### Exercise goal
Collect every line in the entries below that contains the string "foreground", and copy each one unchanged. Treat uppercase and lowercase letters as different.

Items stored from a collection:
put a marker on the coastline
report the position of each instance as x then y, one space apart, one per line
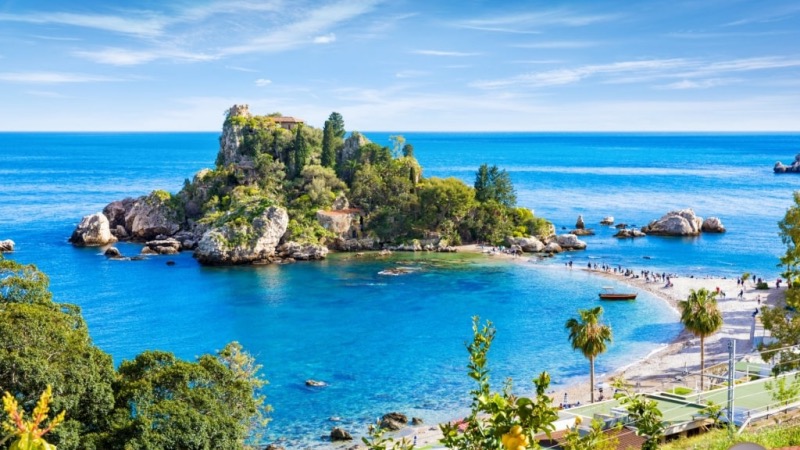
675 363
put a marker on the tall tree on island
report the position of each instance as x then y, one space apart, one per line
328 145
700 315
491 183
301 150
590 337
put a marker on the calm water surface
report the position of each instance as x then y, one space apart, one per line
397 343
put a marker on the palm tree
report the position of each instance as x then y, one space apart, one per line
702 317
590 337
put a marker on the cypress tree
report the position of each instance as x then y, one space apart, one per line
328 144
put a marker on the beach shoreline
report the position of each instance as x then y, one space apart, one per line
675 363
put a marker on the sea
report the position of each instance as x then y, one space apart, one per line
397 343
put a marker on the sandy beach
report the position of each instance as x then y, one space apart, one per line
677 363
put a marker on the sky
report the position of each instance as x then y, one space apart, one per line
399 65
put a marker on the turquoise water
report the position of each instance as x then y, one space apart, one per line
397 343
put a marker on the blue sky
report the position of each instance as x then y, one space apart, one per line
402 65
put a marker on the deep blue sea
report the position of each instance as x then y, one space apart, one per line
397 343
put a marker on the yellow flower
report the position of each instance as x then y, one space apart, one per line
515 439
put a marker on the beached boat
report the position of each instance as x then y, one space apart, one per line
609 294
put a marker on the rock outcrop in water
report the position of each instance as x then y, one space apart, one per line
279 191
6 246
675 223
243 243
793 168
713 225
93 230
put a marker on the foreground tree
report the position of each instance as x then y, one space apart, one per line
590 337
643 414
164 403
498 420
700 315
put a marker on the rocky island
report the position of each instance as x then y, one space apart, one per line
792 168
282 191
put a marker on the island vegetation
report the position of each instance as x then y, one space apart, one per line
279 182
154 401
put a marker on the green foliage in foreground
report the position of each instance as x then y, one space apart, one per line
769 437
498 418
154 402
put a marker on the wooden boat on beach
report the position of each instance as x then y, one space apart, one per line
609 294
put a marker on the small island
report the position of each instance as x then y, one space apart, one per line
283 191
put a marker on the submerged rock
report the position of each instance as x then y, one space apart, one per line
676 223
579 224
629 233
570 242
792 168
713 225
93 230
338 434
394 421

* * *

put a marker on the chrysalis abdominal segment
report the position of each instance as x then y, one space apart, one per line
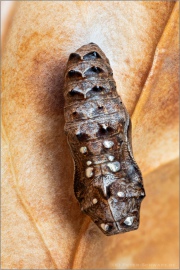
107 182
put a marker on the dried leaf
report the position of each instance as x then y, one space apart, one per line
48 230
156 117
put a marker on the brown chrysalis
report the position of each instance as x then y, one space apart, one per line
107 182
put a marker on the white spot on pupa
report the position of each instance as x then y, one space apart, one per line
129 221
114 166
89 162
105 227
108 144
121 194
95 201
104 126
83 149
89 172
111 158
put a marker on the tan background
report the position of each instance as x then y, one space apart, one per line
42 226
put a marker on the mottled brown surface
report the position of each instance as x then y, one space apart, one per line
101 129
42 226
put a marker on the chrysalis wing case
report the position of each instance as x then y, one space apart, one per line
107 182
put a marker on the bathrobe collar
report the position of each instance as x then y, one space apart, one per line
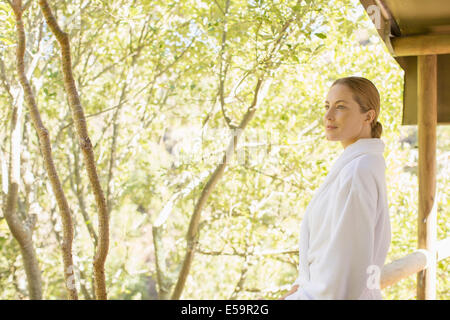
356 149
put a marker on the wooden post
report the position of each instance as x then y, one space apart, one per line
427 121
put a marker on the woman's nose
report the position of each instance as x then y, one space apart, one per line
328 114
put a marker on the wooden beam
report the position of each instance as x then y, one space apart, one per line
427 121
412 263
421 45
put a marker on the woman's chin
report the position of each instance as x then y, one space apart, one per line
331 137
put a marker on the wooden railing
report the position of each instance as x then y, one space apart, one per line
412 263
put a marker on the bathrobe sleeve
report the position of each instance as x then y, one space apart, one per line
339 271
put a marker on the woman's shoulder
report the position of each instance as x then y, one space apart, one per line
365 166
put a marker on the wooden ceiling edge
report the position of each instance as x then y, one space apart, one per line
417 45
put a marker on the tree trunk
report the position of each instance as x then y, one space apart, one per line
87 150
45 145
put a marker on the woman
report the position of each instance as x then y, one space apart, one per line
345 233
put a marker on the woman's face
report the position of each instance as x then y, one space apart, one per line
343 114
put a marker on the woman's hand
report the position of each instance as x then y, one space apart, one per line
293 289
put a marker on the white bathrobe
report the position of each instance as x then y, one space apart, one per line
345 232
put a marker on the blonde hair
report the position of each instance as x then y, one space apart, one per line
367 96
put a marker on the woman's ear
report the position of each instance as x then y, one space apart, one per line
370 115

### Written response
put a marker on the foreground tree
put a marker on the green foliage in foreground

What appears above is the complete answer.